***** Exercise material

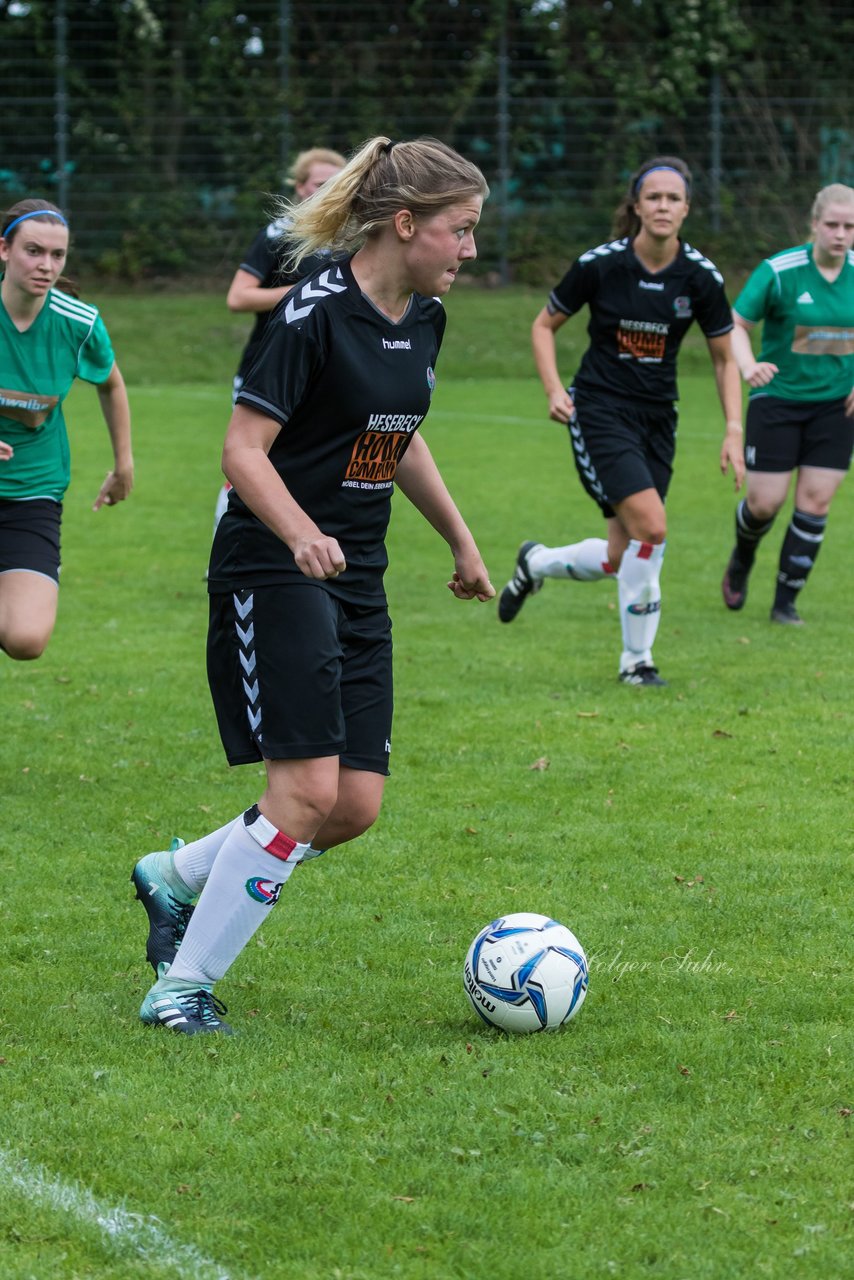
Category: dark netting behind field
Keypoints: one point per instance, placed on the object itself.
(163, 126)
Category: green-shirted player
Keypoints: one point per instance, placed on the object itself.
(800, 415)
(48, 338)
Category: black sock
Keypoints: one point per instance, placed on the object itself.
(798, 554)
(748, 533)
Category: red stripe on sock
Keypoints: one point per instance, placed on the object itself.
(281, 846)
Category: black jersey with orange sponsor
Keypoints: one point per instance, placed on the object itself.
(639, 318)
(264, 261)
(348, 389)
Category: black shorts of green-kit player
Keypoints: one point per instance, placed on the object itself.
(297, 672)
(782, 434)
(30, 536)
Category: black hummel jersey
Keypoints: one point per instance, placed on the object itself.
(264, 260)
(639, 318)
(348, 389)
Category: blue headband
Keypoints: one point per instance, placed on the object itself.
(661, 168)
(36, 213)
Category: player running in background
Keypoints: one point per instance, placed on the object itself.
(48, 338)
(300, 650)
(261, 280)
(643, 289)
(800, 414)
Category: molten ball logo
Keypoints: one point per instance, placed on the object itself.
(264, 891)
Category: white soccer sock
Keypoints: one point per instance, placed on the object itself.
(245, 882)
(587, 561)
(195, 860)
(639, 602)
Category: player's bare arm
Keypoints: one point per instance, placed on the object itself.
(729, 388)
(546, 325)
(117, 414)
(754, 373)
(247, 466)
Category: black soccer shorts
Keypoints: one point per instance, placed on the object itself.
(782, 435)
(297, 673)
(30, 535)
(621, 447)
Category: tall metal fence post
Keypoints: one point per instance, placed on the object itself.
(60, 101)
(284, 83)
(715, 151)
(502, 113)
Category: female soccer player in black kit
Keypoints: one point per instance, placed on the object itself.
(298, 650)
(644, 289)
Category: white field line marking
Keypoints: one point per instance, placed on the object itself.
(126, 1232)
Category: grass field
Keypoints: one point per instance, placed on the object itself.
(692, 1124)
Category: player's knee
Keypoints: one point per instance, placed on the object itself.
(360, 817)
(652, 530)
(23, 644)
(763, 511)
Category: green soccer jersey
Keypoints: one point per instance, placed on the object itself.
(37, 368)
(808, 329)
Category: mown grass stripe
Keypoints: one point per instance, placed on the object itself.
(126, 1232)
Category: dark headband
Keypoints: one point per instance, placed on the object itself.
(660, 168)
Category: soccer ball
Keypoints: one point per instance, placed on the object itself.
(525, 973)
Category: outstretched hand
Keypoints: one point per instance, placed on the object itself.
(115, 488)
(733, 456)
(479, 589)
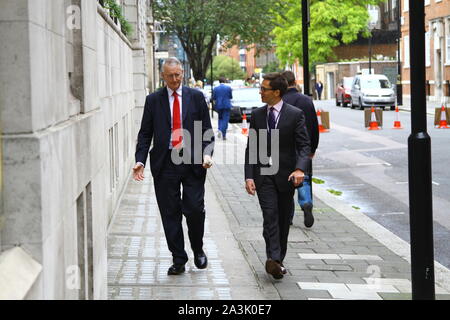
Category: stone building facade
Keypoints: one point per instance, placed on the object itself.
(72, 90)
(437, 49)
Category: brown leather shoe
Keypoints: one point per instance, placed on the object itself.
(274, 268)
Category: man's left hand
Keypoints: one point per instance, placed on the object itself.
(207, 162)
(297, 177)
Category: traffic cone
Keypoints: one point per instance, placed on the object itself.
(244, 124)
(443, 123)
(373, 124)
(319, 119)
(397, 124)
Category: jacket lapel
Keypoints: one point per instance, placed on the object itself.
(165, 104)
(186, 102)
(262, 119)
(282, 115)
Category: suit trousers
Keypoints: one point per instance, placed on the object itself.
(276, 208)
(173, 205)
(224, 118)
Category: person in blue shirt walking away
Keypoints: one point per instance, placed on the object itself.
(222, 96)
(303, 102)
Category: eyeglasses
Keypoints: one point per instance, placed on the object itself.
(264, 89)
(175, 75)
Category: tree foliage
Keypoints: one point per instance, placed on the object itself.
(332, 22)
(227, 67)
(198, 22)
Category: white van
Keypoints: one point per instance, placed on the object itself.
(372, 90)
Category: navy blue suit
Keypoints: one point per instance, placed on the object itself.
(156, 127)
(222, 96)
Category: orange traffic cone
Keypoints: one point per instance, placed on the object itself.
(244, 124)
(319, 119)
(397, 124)
(443, 123)
(373, 124)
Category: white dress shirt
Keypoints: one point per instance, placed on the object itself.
(276, 110)
(171, 101)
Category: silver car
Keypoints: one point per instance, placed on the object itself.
(372, 90)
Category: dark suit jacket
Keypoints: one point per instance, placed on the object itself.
(305, 103)
(156, 128)
(294, 146)
(222, 95)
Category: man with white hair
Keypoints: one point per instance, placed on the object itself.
(174, 118)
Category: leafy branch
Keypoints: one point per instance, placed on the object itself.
(116, 12)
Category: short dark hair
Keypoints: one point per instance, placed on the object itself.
(290, 77)
(277, 82)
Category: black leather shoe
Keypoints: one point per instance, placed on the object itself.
(309, 219)
(200, 260)
(176, 269)
(274, 268)
(283, 269)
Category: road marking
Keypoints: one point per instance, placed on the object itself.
(392, 213)
(319, 256)
(406, 182)
(374, 164)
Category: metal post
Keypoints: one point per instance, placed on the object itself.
(399, 65)
(419, 167)
(305, 25)
(370, 53)
(212, 82)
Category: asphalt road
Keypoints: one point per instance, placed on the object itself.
(370, 168)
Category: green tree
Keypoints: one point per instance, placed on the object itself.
(333, 22)
(198, 22)
(227, 67)
(273, 66)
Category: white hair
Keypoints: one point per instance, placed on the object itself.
(172, 61)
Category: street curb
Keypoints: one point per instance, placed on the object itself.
(378, 232)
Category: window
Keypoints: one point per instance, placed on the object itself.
(447, 42)
(406, 51)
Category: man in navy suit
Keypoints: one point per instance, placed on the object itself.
(303, 102)
(222, 96)
(177, 121)
(274, 177)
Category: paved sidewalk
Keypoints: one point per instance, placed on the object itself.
(345, 255)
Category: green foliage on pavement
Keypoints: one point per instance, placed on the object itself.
(224, 66)
(332, 22)
(198, 22)
(318, 181)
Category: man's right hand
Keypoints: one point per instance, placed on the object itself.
(250, 186)
(138, 172)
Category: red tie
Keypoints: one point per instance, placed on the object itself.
(177, 135)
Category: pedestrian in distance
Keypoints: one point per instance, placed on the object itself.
(304, 103)
(222, 96)
(319, 89)
(176, 159)
(274, 181)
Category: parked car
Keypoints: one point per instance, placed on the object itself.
(372, 90)
(343, 92)
(244, 101)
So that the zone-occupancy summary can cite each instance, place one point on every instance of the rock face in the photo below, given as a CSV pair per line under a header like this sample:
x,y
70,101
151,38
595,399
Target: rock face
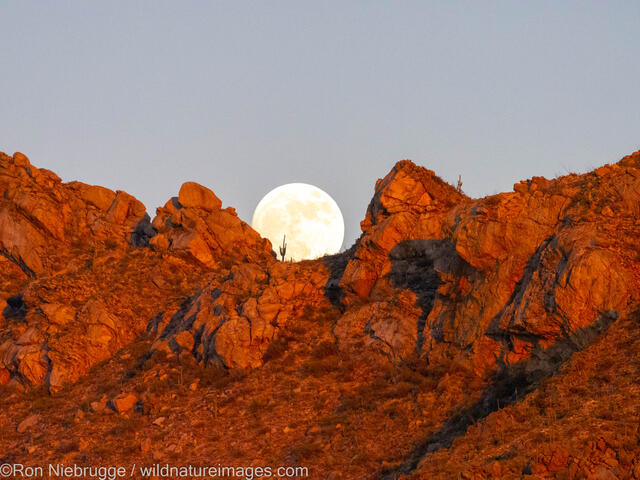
x,y
449,317
499,277
194,222
81,281
233,321
434,274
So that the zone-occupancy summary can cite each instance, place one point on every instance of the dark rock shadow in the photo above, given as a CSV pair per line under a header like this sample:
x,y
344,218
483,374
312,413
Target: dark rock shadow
x,y
16,309
142,233
417,265
511,383
336,264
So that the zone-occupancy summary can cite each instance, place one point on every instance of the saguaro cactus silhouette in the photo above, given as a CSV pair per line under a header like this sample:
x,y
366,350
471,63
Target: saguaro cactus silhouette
x,y
283,248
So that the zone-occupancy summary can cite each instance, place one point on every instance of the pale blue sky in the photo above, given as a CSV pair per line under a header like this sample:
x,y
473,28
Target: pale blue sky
x,y
244,96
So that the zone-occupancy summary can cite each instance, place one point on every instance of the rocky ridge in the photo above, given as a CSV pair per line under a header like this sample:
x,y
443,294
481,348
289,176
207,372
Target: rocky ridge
x,y
488,298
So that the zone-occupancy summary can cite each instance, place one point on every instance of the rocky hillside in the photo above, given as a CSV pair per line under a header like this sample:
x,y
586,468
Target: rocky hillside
x,y
458,338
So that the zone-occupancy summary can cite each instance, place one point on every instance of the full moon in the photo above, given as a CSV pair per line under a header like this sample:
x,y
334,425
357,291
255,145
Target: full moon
x,y
308,216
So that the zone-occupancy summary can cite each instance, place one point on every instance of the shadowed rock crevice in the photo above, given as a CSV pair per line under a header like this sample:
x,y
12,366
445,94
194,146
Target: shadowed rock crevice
x,y
16,309
511,384
336,264
418,265
142,233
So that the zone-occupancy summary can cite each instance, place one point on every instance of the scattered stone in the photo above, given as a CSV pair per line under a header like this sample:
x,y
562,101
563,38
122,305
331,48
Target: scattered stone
x,y
29,422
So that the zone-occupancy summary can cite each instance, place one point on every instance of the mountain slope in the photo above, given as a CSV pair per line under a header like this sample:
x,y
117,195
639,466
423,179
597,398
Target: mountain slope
x,y
490,337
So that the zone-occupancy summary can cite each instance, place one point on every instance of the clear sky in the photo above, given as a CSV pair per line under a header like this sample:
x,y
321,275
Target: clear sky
x,y
244,96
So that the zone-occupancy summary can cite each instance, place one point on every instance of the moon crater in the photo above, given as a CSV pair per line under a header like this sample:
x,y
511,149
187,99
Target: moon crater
x,y
308,216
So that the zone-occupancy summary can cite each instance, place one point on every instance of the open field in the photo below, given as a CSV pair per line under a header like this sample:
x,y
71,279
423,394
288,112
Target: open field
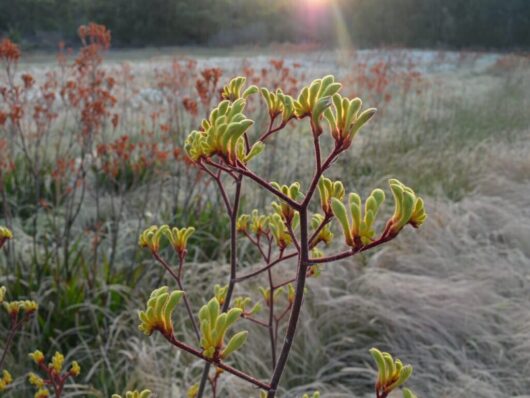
x,y
452,298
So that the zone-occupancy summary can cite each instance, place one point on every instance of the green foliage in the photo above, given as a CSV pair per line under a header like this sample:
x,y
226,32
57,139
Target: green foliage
x,y
134,394
159,311
391,373
214,326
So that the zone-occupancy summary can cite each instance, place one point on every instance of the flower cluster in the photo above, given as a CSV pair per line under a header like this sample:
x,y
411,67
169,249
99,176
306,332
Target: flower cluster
x,y
391,374
5,235
159,311
134,394
5,380
177,237
55,374
214,326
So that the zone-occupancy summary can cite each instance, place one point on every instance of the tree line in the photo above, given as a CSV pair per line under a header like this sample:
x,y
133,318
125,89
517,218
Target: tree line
x,y
485,24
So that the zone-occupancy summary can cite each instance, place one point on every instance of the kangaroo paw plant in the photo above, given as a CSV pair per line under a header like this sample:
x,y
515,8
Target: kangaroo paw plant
x,y
296,232
134,394
55,376
391,374
19,312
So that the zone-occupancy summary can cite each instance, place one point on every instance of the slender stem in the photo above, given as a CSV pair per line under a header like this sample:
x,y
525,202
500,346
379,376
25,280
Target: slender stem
x,y
297,305
14,327
271,319
352,251
285,283
267,267
293,236
256,321
314,235
265,184
233,212
227,368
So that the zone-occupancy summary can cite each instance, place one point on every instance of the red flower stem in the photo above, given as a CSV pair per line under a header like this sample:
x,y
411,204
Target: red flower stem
x,y
167,267
297,305
232,212
267,267
246,172
220,365
350,252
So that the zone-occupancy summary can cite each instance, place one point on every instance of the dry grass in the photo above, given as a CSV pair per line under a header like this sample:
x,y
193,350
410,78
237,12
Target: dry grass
x,y
452,299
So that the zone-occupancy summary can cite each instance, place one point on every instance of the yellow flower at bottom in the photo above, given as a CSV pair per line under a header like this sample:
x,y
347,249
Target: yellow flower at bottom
x,y
35,380
42,393
75,369
57,362
37,356
5,380
134,394
2,293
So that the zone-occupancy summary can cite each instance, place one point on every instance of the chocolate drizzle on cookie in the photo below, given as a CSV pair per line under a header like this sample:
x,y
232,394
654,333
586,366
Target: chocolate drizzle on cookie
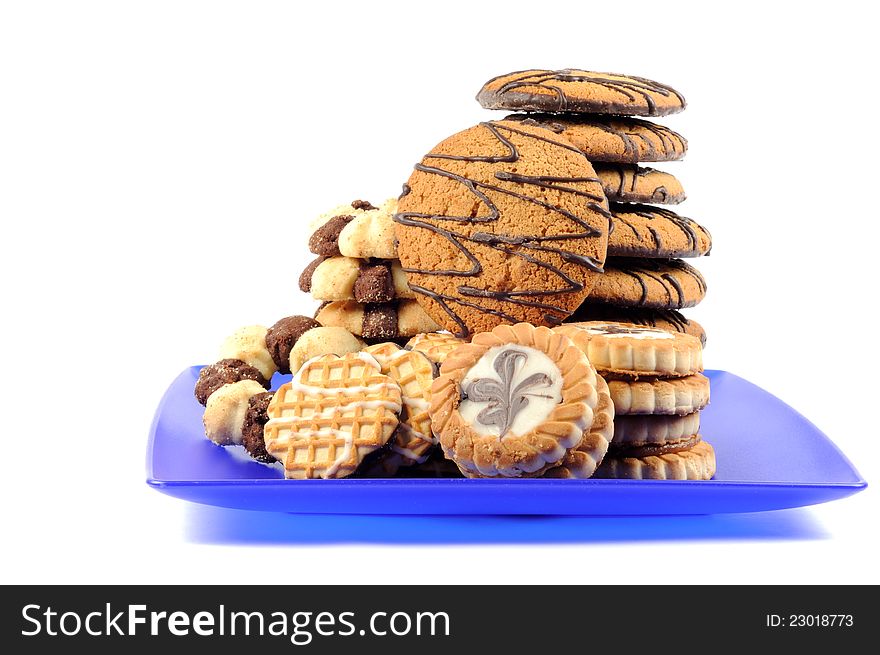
x,y
626,181
633,89
518,246
640,140
666,272
690,228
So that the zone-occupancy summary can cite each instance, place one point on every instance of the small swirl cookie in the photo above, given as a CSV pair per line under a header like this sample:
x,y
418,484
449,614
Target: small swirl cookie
x,y
575,90
627,183
436,345
226,371
225,411
413,441
513,401
248,344
255,420
362,280
634,351
695,463
646,231
649,283
581,462
335,412
664,319
359,230
680,396
612,139
403,318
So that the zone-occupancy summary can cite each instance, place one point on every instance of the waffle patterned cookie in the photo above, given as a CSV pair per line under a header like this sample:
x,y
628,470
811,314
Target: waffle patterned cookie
x,y
414,373
436,345
335,412
363,280
359,230
697,463
631,431
649,283
612,139
680,396
635,351
629,183
581,462
513,401
404,318
579,91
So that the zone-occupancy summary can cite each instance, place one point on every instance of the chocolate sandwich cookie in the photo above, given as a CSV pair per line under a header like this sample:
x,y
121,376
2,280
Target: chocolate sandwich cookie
x,y
501,223
649,283
627,183
358,230
363,280
646,231
386,321
612,139
665,319
580,91
695,463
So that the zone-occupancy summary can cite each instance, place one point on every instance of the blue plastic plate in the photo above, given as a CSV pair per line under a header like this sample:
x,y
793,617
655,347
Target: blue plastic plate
x,y
769,457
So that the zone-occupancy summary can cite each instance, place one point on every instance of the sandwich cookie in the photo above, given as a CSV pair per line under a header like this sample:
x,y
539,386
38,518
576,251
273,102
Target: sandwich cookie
x,y
696,463
679,396
665,319
632,351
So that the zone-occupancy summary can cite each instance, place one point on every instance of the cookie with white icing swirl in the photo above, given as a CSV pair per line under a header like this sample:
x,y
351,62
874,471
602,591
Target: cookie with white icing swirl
x,y
513,401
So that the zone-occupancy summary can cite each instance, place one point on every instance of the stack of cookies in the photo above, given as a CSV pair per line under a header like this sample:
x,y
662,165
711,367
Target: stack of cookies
x,y
645,282
358,277
449,316
655,381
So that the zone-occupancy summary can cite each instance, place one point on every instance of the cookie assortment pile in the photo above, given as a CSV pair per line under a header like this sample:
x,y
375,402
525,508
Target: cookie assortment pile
x,y
645,281
502,318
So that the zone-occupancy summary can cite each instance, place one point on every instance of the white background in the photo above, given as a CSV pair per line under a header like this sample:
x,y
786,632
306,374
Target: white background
x,y
159,162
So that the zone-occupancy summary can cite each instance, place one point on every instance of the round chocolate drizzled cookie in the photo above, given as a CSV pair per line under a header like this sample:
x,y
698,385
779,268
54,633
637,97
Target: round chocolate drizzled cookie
x,y
502,223
580,91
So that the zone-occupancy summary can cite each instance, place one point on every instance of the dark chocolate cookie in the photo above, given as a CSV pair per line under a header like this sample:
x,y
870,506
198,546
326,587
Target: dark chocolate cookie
x,y
580,91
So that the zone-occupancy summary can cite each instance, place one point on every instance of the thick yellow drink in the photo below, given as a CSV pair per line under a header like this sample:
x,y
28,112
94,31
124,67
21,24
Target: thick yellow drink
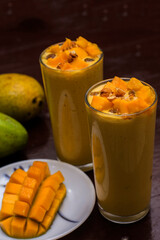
x,y
122,149
66,77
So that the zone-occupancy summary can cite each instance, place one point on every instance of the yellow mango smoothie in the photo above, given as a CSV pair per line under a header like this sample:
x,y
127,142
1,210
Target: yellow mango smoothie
x,y
121,116
68,70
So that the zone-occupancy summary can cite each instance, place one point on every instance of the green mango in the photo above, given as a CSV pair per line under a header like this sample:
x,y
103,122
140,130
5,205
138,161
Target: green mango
x,y
13,136
21,96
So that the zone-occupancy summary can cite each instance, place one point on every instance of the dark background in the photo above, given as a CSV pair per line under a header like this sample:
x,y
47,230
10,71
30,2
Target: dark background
x,y
128,32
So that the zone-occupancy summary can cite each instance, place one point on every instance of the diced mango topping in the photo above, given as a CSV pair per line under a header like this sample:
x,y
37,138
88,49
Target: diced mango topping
x,y
72,55
31,201
122,97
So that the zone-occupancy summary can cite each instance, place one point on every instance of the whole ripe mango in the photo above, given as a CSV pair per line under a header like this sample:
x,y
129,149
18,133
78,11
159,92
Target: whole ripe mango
x,y
13,136
21,96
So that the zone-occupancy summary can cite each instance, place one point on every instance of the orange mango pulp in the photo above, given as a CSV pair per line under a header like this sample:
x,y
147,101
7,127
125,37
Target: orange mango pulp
x,y
29,206
123,97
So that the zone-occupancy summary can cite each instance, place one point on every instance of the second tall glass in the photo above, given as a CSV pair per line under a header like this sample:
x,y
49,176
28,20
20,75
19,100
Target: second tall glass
x,y
65,91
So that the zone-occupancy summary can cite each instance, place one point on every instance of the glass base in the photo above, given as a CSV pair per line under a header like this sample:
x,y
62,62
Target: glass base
x,y
85,168
123,219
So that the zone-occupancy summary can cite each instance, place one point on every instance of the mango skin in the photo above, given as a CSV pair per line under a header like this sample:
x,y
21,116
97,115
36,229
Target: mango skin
x,y
13,136
21,96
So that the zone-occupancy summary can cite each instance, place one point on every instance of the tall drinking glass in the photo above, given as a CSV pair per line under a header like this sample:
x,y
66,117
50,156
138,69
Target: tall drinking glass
x,y
122,151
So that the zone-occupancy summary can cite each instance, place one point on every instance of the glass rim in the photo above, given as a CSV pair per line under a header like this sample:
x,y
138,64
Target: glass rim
x,y
69,70
124,114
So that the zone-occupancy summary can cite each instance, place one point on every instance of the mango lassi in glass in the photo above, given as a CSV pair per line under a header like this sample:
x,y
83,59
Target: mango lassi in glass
x,y
68,70
121,114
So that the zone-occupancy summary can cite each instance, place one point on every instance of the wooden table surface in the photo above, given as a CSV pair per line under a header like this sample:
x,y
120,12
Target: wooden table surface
x,y
128,32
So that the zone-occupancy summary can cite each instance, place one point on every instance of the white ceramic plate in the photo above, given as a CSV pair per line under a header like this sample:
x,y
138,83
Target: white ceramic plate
x,y
77,205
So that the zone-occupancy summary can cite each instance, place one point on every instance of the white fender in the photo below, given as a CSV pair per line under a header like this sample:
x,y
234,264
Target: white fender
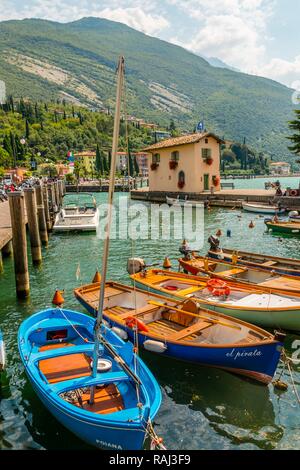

**********

Task
Please count the lines in the listing above that contain the string "cookies", treating uppercase and lowercase as different, and reply with the number alone.

Task result
2